DATASET ->
((

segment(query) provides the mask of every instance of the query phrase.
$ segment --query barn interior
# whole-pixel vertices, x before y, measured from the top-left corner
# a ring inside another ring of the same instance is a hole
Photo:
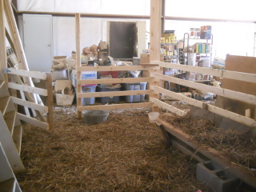
[[[256,191],[254,3],[2,0],[0,191]]]

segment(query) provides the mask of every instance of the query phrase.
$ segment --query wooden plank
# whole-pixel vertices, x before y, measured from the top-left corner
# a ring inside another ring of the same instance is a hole
[[[102,79],[81,79],[78,80],[78,85],[101,84],[101,83],[135,83],[156,82],[154,77],[148,78],[102,78]]]
[[[124,103],[124,104],[111,104],[99,106],[78,106],[78,111],[87,110],[122,110],[122,109],[134,109],[134,108],[149,108],[153,106],[152,102],[138,102],[138,103]]]
[[[26,101],[26,96],[25,96],[24,92],[22,91],[22,90],[20,90],[19,93],[20,93],[20,94],[21,94],[22,99],[23,101]],[[15,98],[17,98],[17,96],[16,96]],[[33,103],[34,103],[34,102],[33,102]],[[23,107],[24,107],[25,113],[26,113],[26,116],[30,117],[31,115],[30,115],[30,110],[29,110],[29,108],[28,108],[27,106],[23,106]],[[35,111],[34,111],[34,110],[32,110],[32,113],[33,113],[34,117],[35,117],[36,114],[35,114]]]
[[[18,64],[19,64],[18,67],[21,70],[29,70],[27,61],[25,56],[25,51],[22,44],[21,38],[19,36],[18,26],[16,25],[16,21],[12,10],[10,2],[10,1],[3,1],[3,2],[4,2],[4,10],[5,10],[6,20],[9,25],[10,36],[12,38],[12,41],[10,41],[11,42],[10,44],[14,45],[13,49],[14,50],[17,58],[18,60]],[[23,82],[26,85],[34,86],[31,78],[24,77]],[[31,94],[30,93],[27,93],[26,94],[30,95],[29,97],[31,98],[31,99],[33,99],[34,102],[37,103],[38,102],[40,103],[42,103],[38,95],[35,95],[34,94]],[[33,113],[34,114],[34,112]],[[39,118],[43,118],[43,116],[42,116],[42,114],[39,114]]]
[[[156,66],[78,66],[77,71],[119,71],[119,70],[159,70]]]
[[[203,103],[202,102],[195,100],[194,98],[186,97],[185,95],[178,94],[177,94],[175,92],[163,89],[163,88],[162,88],[160,86],[154,86],[154,90],[155,90],[157,91],[159,91],[160,93],[164,94],[166,94],[167,96],[170,96],[170,97],[172,97],[174,98],[176,98],[176,99],[178,99],[179,101],[185,102],[186,102],[188,104],[198,106],[199,108],[202,108],[202,103]]]
[[[210,74],[216,77],[219,77],[221,78],[226,78],[231,79],[236,79],[248,82],[256,83],[256,74],[250,74],[250,73],[242,73],[231,70],[222,70],[218,69],[210,69],[206,67],[199,67],[199,66],[185,66],[179,65],[175,63],[170,62],[162,62],[154,61],[154,63],[159,64],[160,66],[166,67],[166,68],[173,68],[176,70],[195,72],[198,74]]]
[[[217,70],[217,69],[186,66],[186,65],[180,65],[180,64],[175,64],[175,63],[170,63],[170,62],[163,62],[159,61],[154,61],[154,63],[158,64],[162,67],[172,68],[172,69],[176,69],[176,70],[180,70],[184,71],[196,72],[196,73],[203,74],[210,74],[217,77],[222,76],[222,70]]]
[[[222,78],[256,83],[256,74],[238,71],[223,70]]]
[[[250,115],[251,115],[251,110],[250,110],[250,109],[246,110],[246,111],[245,111],[245,116],[246,116],[246,118],[250,118]]]
[[[14,126],[12,137],[18,153],[20,154],[22,150],[22,126]]]
[[[4,71],[5,67],[7,67],[3,2],[0,2],[0,70],[2,71]],[[4,78],[7,82],[7,75],[4,75]]]
[[[5,114],[6,113],[6,110],[7,108],[8,103],[10,102],[10,96],[6,96],[3,98],[0,98],[0,111],[2,112],[2,114]]]
[[[29,71],[29,70],[16,70],[16,69],[8,68],[8,74],[39,78],[42,80],[46,79],[46,74],[38,72],[38,71]]]
[[[81,45],[80,45],[80,34],[81,34],[81,28],[80,28],[80,14],[75,14],[75,49],[76,49],[76,67],[81,66]],[[80,94],[82,92],[82,86],[81,84],[78,83],[80,82],[81,77],[81,71],[77,71],[77,93]],[[77,106],[82,106],[82,100],[81,98],[77,98]],[[82,113],[81,111],[78,110],[78,118],[82,118]]]
[[[49,124],[49,129],[53,130],[54,127],[54,94],[53,94],[53,79],[50,73],[47,73],[46,78],[46,89],[48,93],[47,97],[47,106],[48,106],[48,113],[47,113],[47,122]]]
[[[13,134],[14,122],[15,122],[15,117],[16,117],[16,111],[10,111],[9,113],[5,114],[3,116],[7,125],[7,127],[10,130],[10,134]]]
[[[29,93],[38,94],[43,96],[48,95],[47,90],[42,88],[32,87],[29,86],[25,86],[25,85],[19,85],[14,82],[8,82],[8,87],[10,89],[19,90],[26,91]]]
[[[19,62],[19,69],[28,70],[28,65],[25,56],[25,52],[22,45],[22,41],[19,36],[18,30],[16,25],[15,18],[13,14],[10,1],[4,2],[4,10],[6,12],[6,19],[10,27],[10,36],[14,45],[13,47],[15,50],[16,56]]]
[[[10,98],[11,98],[12,102],[14,102],[15,104],[23,106],[27,106],[29,108],[41,111],[42,113],[48,113],[48,106],[35,104],[34,102],[25,101],[23,99],[18,98],[15,97],[10,97]]]
[[[160,61],[161,18],[162,1],[150,0],[150,64]]]
[[[162,18],[162,1],[150,0],[150,64],[155,65],[153,61],[160,61],[160,38],[161,38],[161,18]],[[155,70],[155,72],[157,72]],[[149,76],[152,77],[150,72]],[[159,86],[158,82],[150,82],[149,89],[152,89],[151,86]],[[151,98],[159,98],[159,94],[154,93],[150,94]],[[158,107],[154,106],[152,111],[158,111]]]
[[[256,58],[228,54],[226,58],[225,70],[254,74],[254,76],[251,78],[254,79],[254,82],[246,82],[243,79],[240,81],[236,78],[234,79],[224,78],[222,87],[256,96]]]
[[[8,158],[8,162],[14,173],[25,170],[24,165],[16,150],[15,144],[5,122],[2,114],[0,112],[0,142]]]
[[[185,116],[186,114],[186,112],[181,110],[171,105],[169,105],[166,102],[161,102],[158,99],[156,99],[155,98],[150,98],[150,102],[154,102],[155,105],[157,105],[159,107],[162,107],[166,110],[169,110],[172,113],[174,113],[179,116]]]
[[[252,118],[246,118],[243,115],[238,114],[210,104],[208,104],[208,110],[251,127],[254,127],[256,125],[256,121]]]
[[[122,90],[122,91],[106,91],[106,92],[94,92],[94,93],[81,93],[77,94],[78,98],[101,98],[101,97],[114,97],[125,95],[140,95],[150,94],[154,92],[153,90]]]
[[[251,94],[246,94],[241,92],[236,92],[234,90],[230,90],[227,89],[222,89],[217,86],[207,86],[202,83],[194,82],[188,80],[184,80],[178,78],[170,77],[164,74],[155,74],[155,77],[162,78],[163,80],[171,82],[174,83],[177,83],[179,85],[189,86],[194,89],[207,91],[210,93],[216,94],[226,98],[230,98],[233,99],[236,99],[238,101],[246,102],[248,103],[251,103],[256,105],[256,96]]]
[[[22,121],[26,122],[28,123],[30,123],[34,126],[38,126],[40,128],[46,129],[46,130],[49,129],[48,123],[46,123],[46,122],[41,122],[36,118],[27,117],[25,114],[22,114],[20,113],[17,113],[17,116],[20,120],[22,120]]]

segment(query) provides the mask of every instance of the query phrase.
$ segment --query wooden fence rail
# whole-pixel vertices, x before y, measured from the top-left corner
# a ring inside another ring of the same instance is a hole
[[[40,102],[39,104],[34,102],[33,101],[26,101],[25,98],[22,99],[12,96],[11,100],[17,105],[22,106],[26,108],[30,108],[32,110],[36,110],[38,113],[45,113],[47,115],[46,119],[45,118],[31,118],[22,114],[18,113],[19,118],[24,122],[37,126],[38,127],[51,130],[54,129],[54,112],[53,112],[53,87],[52,87],[52,78],[50,73],[45,74],[41,72],[29,71],[23,70],[16,70],[8,68],[6,69],[6,73],[10,75],[22,76],[28,78],[36,78],[41,80],[46,81],[46,89],[37,88],[34,86],[30,86],[24,84],[18,84],[16,82],[8,82],[8,87],[14,90],[20,90],[21,93],[33,93],[43,96],[47,96],[47,105],[43,106]]]

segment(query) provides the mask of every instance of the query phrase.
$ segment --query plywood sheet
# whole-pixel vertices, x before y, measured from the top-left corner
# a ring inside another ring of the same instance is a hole
[[[228,54],[226,58],[225,70],[256,74],[256,58]],[[256,83],[223,78],[222,87],[256,95]],[[252,104],[218,96],[215,105],[242,115],[245,115],[246,110],[250,109],[250,118],[254,119],[256,118],[255,106]]]
[[[225,70],[256,74],[256,58],[228,54],[226,58]],[[222,88],[256,95],[256,83],[253,82],[224,78]]]

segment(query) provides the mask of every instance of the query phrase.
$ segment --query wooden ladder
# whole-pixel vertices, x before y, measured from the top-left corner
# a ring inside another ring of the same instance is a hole
[[[22,123],[0,71],[0,142],[14,173],[25,170],[20,158],[22,134]]]

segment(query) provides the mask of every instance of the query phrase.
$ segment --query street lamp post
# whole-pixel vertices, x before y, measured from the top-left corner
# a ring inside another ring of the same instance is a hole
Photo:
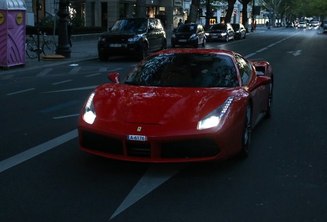
[[[271,0],[269,0],[269,22],[268,23],[268,29],[270,29],[271,28]]]
[[[60,0],[59,10],[57,14],[59,16],[59,30],[58,33],[58,47],[56,52],[66,58],[70,58],[70,49],[67,33],[67,16],[69,15],[68,7],[70,2],[68,0]]]
[[[252,7],[252,23],[251,24],[251,31],[255,31],[255,0],[253,0],[253,7]]]

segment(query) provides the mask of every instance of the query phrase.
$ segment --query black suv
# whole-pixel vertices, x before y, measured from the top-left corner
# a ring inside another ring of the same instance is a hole
[[[206,32],[207,41],[223,40],[228,42],[234,40],[234,30],[230,24],[215,24]]]
[[[192,45],[198,47],[206,45],[206,35],[202,25],[196,24],[180,25],[171,38],[171,47],[176,45]]]
[[[110,31],[100,36],[98,54],[102,61],[112,56],[136,55],[141,60],[148,52],[166,49],[167,40],[160,20],[126,18],[117,20]]]

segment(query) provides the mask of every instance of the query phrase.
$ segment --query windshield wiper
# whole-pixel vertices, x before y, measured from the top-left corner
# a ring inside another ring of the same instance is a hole
[[[126,85],[140,85],[139,84],[136,83],[135,82],[125,81],[124,82],[124,84],[125,84]]]

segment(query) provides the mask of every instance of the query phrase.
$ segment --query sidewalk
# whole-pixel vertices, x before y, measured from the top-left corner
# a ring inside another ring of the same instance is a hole
[[[282,28],[277,28],[271,29],[268,29],[266,27],[257,27],[257,30],[279,30]],[[251,32],[251,27],[249,28],[250,33],[254,33]],[[171,46],[171,39],[174,34],[172,29],[166,30],[167,47]],[[99,34],[100,35],[100,34]],[[64,61],[38,61],[38,58],[35,59],[30,59],[25,53],[25,67],[20,67],[20,66],[14,66],[10,67],[9,70],[5,70],[4,67],[0,67],[0,79],[1,76],[7,75],[10,73],[26,71],[29,70],[35,69],[40,67],[47,67],[53,66],[55,65],[59,65],[65,64],[74,64],[82,61],[87,61],[93,59],[98,59],[98,49],[97,48],[98,44],[97,40],[90,40],[83,41],[81,42],[74,42],[72,41],[72,47],[70,48],[71,50],[70,53],[70,58],[66,59]],[[40,55],[40,58],[42,57]]]

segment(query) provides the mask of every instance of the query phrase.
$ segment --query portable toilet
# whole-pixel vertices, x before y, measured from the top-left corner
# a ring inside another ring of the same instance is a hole
[[[0,66],[25,64],[25,11],[23,0],[0,0]]]

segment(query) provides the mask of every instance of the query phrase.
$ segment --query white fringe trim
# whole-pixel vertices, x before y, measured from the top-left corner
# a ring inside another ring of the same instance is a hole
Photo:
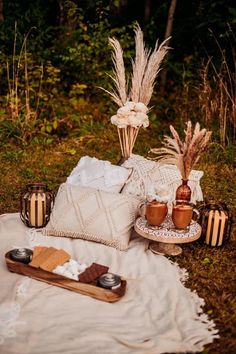
[[[20,300],[26,298],[30,282],[30,278],[23,278],[16,288],[15,301],[0,305],[0,345],[7,338],[16,337],[17,326],[26,324],[24,321],[18,321],[18,317],[21,311]]]

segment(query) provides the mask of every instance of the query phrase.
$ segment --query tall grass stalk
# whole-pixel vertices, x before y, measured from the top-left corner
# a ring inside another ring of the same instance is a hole
[[[17,55],[17,25],[15,24],[12,67],[10,68],[8,60],[6,64],[8,82],[7,105],[12,123],[15,125],[20,125],[22,140],[25,140],[27,135],[30,133],[29,125],[31,125],[32,128],[37,120],[43,78],[43,66],[41,66],[38,92],[36,93],[36,99],[33,100],[31,93],[34,90],[29,82],[27,53],[27,40],[33,29],[34,27],[32,27],[24,37],[20,53]]]
[[[225,51],[216,38],[215,41],[221,54],[221,65],[217,68],[213,59],[209,58],[203,66],[200,72],[199,104],[205,123],[219,125],[220,143],[225,147],[228,139],[233,143],[236,140],[236,58],[231,46],[230,67]]]

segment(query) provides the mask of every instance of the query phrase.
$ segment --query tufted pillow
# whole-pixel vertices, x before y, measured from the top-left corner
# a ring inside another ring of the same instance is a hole
[[[112,165],[109,161],[83,156],[66,182],[72,185],[119,193],[130,173],[131,170]]]
[[[145,198],[152,186],[165,184],[169,186],[171,199],[175,199],[176,189],[181,184],[181,176],[175,165],[160,164],[133,154],[122,166],[133,170],[122,189],[122,193]],[[193,203],[203,200],[200,187],[202,176],[202,171],[192,170],[190,173],[188,184],[192,191],[191,201]]]
[[[128,248],[140,199],[91,187],[62,184],[50,221],[42,230],[47,236],[82,238],[120,250]]]

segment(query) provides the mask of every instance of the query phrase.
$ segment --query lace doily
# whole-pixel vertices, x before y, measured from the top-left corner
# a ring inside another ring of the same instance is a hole
[[[168,215],[161,226],[151,226],[144,217],[135,222],[135,231],[143,237],[153,241],[165,243],[187,243],[197,240],[201,236],[201,226],[192,222],[187,232],[177,231],[174,228],[171,216]]]

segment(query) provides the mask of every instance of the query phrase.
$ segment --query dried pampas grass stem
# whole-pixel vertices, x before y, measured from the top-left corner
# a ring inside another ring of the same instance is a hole
[[[202,152],[205,150],[210,138],[211,131],[205,128],[200,129],[199,123],[195,125],[192,133],[192,123],[187,122],[187,128],[184,131],[185,139],[181,141],[179,134],[173,126],[170,126],[173,138],[164,137],[164,147],[151,149],[150,151],[158,157],[154,160],[159,162],[174,164],[178,167],[181,177],[188,179],[193,166],[199,160]]]

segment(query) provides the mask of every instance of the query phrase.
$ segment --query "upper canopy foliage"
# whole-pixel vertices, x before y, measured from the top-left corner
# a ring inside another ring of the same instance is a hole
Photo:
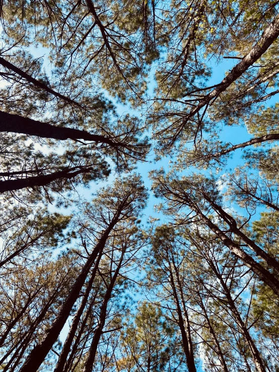
[[[278,372],[278,11],[0,1],[1,370]]]

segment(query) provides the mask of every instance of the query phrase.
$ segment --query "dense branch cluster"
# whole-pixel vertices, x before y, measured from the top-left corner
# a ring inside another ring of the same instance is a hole
[[[0,370],[278,372],[279,2],[0,19]]]

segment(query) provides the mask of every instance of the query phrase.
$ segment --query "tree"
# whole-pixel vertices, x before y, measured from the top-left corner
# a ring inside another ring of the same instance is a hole
[[[129,180],[118,179],[114,186],[99,192],[90,206],[89,213],[96,224],[96,241],[93,249],[86,260],[76,281],[69,291],[56,320],[48,330],[41,342],[30,352],[21,370],[36,371],[43,362],[53,344],[58,338],[66,322],[73,306],[80,295],[88,273],[95,264],[98,255],[103,251],[107,239],[115,229],[117,231],[121,221],[136,219],[145,206],[146,191],[136,176]],[[94,214],[93,214],[94,213]],[[94,218],[94,219],[93,219]]]

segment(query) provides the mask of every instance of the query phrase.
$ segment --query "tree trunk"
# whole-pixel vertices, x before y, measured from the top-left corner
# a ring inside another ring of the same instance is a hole
[[[278,35],[279,15],[277,15],[273,22],[263,32],[258,42],[252,48],[250,51],[243,57],[242,60],[234,67],[221,83],[218,84],[217,88],[204,98],[200,100],[198,104],[191,110],[185,119],[183,120],[183,126],[190,118],[192,117],[201,108],[208,105],[212,100],[218,97],[231,84],[235,82],[238,78],[247,71],[248,68],[252,66],[266,51],[273,41],[277,39]]]
[[[86,304],[87,304],[88,297],[89,296],[89,294],[92,287],[92,284],[96,277],[98,266],[100,263],[101,257],[102,253],[100,252],[95,264],[95,266],[92,271],[89,281],[88,281],[86,290],[83,296],[82,303],[72,322],[69,331],[64,344],[63,345],[63,348],[62,349],[62,351],[60,354],[60,356],[54,372],[63,372],[63,369],[67,360],[67,356],[69,353],[71,346],[78,328],[78,326],[79,325],[80,319],[81,319],[81,317],[82,316],[85,307],[86,306]]]
[[[76,169],[75,167],[74,169]],[[50,182],[59,179],[71,179],[83,173],[88,173],[94,171],[92,167],[85,167],[74,172],[71,172],[72,169],[59,171],[50,174],[37,176],[26,178],[19,178],[16,180],[8,180],[7,181],[0,181],[0,193],[7,191],[12,191],[16,190],[21,190],[26,187],[35,187],[44,186]],[[15,254],[11,255],[9,260],[14,257]],[[1,262],[1,265],[7,262],[7,259]]]
[[[236,235],[239,236],[249,248],[254,251],[257,256],[259,256],[263,260],[264,260],[269,267],[272,267],[275,271],[277,271],[279,273],[279,262],[276,258],[272,257],[272,256],[266,253],[266,252],[257,245],[254,242],[246,236],[245,234],[243,234],[238,228],[236,221],[233,217],[225,212],[221,207],[212,200],[210,197],[205,192],[203,191],[201,192],[205,200],[210,203],[220,217],[230,226],[231,231]]]
[[[117,222],[120,211],[113,218],[104,232],[93,251],[87,259],[83,268],[76,280],[67,299],[64,302],[56,320],[41,342],[36,345],[27,357],[20,372],[36,372],[44,361],[68,319],[72,309],[78,299],[89,270],[98,254],[102,252],[111,230]]]
[[[0,111],[0,131],[12,132],[19,134],[34,135],[42,138],[54,139],[84,139],[106,143],[112,147],[123,145],[103,135],[91,134],[86,130],[66,127],[58,127],[33,119],[8,114]]]
[[[247,345],[250,349],[251,353],[252,355],[253,360],[256,366],[258,372],[266,372],[266,370],[263,364],[262,359],[260,355],[259,352],[257,349],[256,345],[251,335],[250,334],[249,331],[247,329],[243,321],[242,320],[240,314],[239,314],[238,310],[237,310],[235,303],[232,298],[231,293],[225,281],[223,280],[222,276],[219,273],[218,270],[215,267],[214,262],[212,263],[211,267],[213,269],[215,275],[219,280],[220,283],[223,288],[225,292],[225,294],[227,300],[228,301],[228,304],[229,307],[231,309],[232,313],[234,316],[234,317],[236,321],[236,322],[241,330],[242,334],[246,340]]]
[[[117,265],[117,267],[115,270],[113,276],[111,279],[111,281],[109,283],[109,285],[106,291],[105,295],[104,296],[104,300],[101,307],[101,311],[100,313],[100,318],[99,319],[99,325],[97,327],[94,332],[94,335],[92,339],[90,348],[89,349],[89,355],[87,358],[87,360],[85,362],[84,366],[84,372],[92,372],[93,368],[93,364],[95,361],[96,353],[97,352],[97,348],[98,345],[100,341],[100,339],[102,336],[103,333],[103,328],[105,325],[105,322],[106,321],[107,316],[107,308],[108,302],[109,301],[111,296],[111,293],[113,289],[113,287],[115,284],[115,281],[118,276],[119,270],[121,268],[122,262],[124,258],[124,252],[122,252],[120,259]]]
[[[220,240],[230,249],[231,252],[237,257],[240,258],[245,265],[249,267],[259,278],[267,285],[270,287],[273,292],[279,296],[279,280],[276,277],[270,273],[258,262],[247,254],[244,251],[240,248],[239,246],[235,243],[219,228],[214,224],[210,218],[204,215],[195,203],[186,194],[184,194],[186,203],[194,210],[200,217],[201,219],[212,230]]]
[[[182,339],[182,343],[183,345],[184,354],[186,357],[186,362],[187,364],[187,366],[188,367],[189,372],[196,372],[196,369],[195,365],[193,354],[192,353],[192,353],[191,353],[191,347],[189,344],[189,340],[188,337],[187,336],[186,330],[185,328],[184,320],[183,319],[182,312],[181,311],[181,309],[180,309],[180,306],[179,305],[179,300],[178,299],[178,295],[176,291],[173,275],[170,266],[169,273],[171,285],[172,288],[173,296],[174,297],[174,301],[176,306],[176,310],[177,311],[177,315],[178,316],[178,325],[179,326],[180,332],[181,333],[181,337]],[[190,341],[191,342],[191,340],[190,340]]]
[[[46,91],[49,93],[52,94],[53,96],[55,96],[56,97],[58,97],[59,98],[61,98],[61,99],[66,101],[66,102],[68,102],[68,103],[71,103],[72,105],[75,105],[75,106],[78,106],[79,107],[82,106],[82,105],[80,103],[75,102],[75,101],[71,100],[71,98],[69,98],[67,97],[65,97],[60,93],[58,93],[58,92],[55,92],[55,91],[54,91],[53,89],[48,87],[43,83],[39,82],[38,80],[37,80],[34,78],[32,78],[32,76],[30,76],[28,73],[26,73],[26,72],[24,72],[24,71],[23,71],[21,68],[19,68],[16,66],[15,66],[14,64],[13,64],[13,63],[9,62],[2,57],[0,57],[0,64],[4,67],[6,67],[6,68],[8,68],[9,69],[13,71],[14,72],[16,72],[16,73],[17,73],[18,75],[19,75],[22,78],[23,78],[28,82],[29,82],[29,83],[31,83],[36,87],[38,87],[39,88],[43,89],[44,91]]]
[[[200,294],[198,292],[198,295],[199,297],[199,300],[200,300],[199,304],[200,305],[200,307],[201,308],[201,309],[202,310],[202,312],[203,313],[203,316],[205,319],[205,321],[206,322],[206,324],[208,327],[210,333],[213,338],[214,343],[215,344],[215,346],[216,346],[216,349],[217,349],[216,353],[217,355],[218,355],[218,358],[219,359],[219,360],[220,361],[223,372],[229,372],[229,370],[228,369],[228,367],[227,366],[227,364],[226,363],[226,361],[225,360],[225,358],[224,356],[224,354],[223,353],[223,352],[221,349],[221,347],[220,346],[220,342],[218,340],[218,339],[217,338],[215,331],[214,331],[214,329],[212,326],[210,320],[207,316],[206,310],[205,309],[205,308],[204,307],[203,303],[202,302],[202,299],[201,299]]]

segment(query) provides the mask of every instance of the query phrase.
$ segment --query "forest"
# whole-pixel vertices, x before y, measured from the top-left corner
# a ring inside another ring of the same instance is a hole
[[[0,20],[0,372],[279,372],[279,1]]]

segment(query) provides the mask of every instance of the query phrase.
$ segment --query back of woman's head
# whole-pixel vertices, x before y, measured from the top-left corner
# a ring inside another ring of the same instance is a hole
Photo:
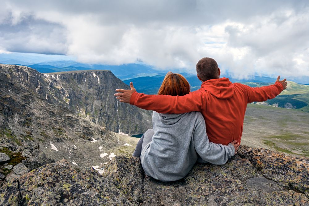
[[[181,74],[171,73],[165,77],[158,94],[183,96],[190,92],[190,86],[186,78]]]

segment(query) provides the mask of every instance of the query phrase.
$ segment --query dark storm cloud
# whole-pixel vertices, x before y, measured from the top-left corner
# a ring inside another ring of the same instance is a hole
[[[189,71],[207,56],[217,59],[223,70],[240,75],[301,74],[308,65],[308,4],[4,1],[0,51],[65,54],[83,62],[112,64],[138,59]]]

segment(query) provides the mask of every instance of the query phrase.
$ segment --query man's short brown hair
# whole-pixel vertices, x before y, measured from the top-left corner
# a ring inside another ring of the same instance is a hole
[[[196,64],[196,72],[202,81],[205,82],[218,78],[218,64],[214,59],[205,57]]]

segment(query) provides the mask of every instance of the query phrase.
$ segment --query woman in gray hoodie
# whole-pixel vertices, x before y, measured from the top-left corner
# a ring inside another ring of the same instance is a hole
[[[190,92],[190,85],[182,75],[167,73],[159,95],[181,96]],[[210,142],[202,114],[161,114],[154,111],[153,129],[140,140],[133,156],[140,157],[146,174],[163,182],[184,177],[197,161],[224,164],[239,146],[236,141],[228,145]]]

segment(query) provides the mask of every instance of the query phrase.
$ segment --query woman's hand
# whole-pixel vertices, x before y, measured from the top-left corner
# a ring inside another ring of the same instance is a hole
[[[130,99],[132,96],[132,94],[136,91],[136,90],[133,86],[133,83],[130,82],[130,90],[124,90],[117,89],[116,90],[116,91],[120,93],[116,93],[114,95],[116,99],[119,99],[119,101],[121,102],[125,102],[130,103]]]
[[[237,142],[237,140],[234,140],[231,142],[231,143],[234,145],[234,148],[235,148],[235,154],[236,154],[236,152],[237,151],[237,150],[238,149],[238,148],[239,147],[239,143],[236,143],[236,142]]]

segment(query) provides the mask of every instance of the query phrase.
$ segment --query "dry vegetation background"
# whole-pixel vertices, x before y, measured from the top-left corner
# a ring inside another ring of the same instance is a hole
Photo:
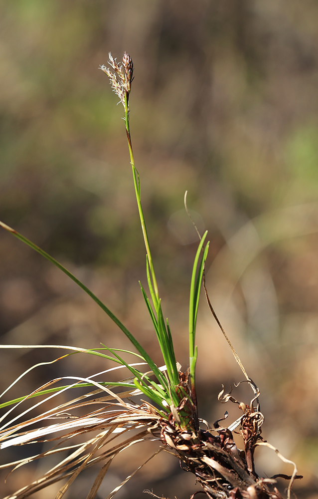
[[[136,166],[177,357],[186,368],[196,247],[180,211],[187,189],[211,240],[211,301],[261,390],[263,435],[297,462],[299,498],[317,499],[318,3],[2,0],[0,26],[0,219],[81,278],[161,362],[138,282],[145,282],[145,252],[122,109],[97,69],[109,50],[118,59],[129,52]],[[2,342],[128,347],[94,302],[2,230],[0,258]],[[204,298],[197,342],[201,417],[212,423],[227,409],[236,418],[216,397],[242,374]],[[0,355],[2,390],[56,352]],[[11,396],[103,368],[74,356],[32,372]],[[235,392],[245,402],[250,395],[244,385]],[[99,498],[155,445],[119,457]],[[9,457],[26,452],[17,451]],[[269,449],[258,456],[260,473],[290,473]],[[1,497],[42,466],[1,481]],[[84,497],[93,477],[80,477],[67,499]],[[118,499],[152,488],[179,499],[199,490],[161,454]]]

))

WRITTEN INSTRUCTION ->
Copy the listing from its very first line through the line containing "[[[256,191],[254,3],[2,0],[0,191]]]", keeping both ends and leaving out the picture.

SOLUTION TO THIS PROBLEM ->
segment(query) provides the mask of every instance of the query phrase.
$ segment --query barn interior
# whole-pixel vertices, x before y, measured from the top-left corner
# a ring inside another ring of the same instance is a hole
Photo:
[[[256,191],[254,3],[2,0],[0,191]]]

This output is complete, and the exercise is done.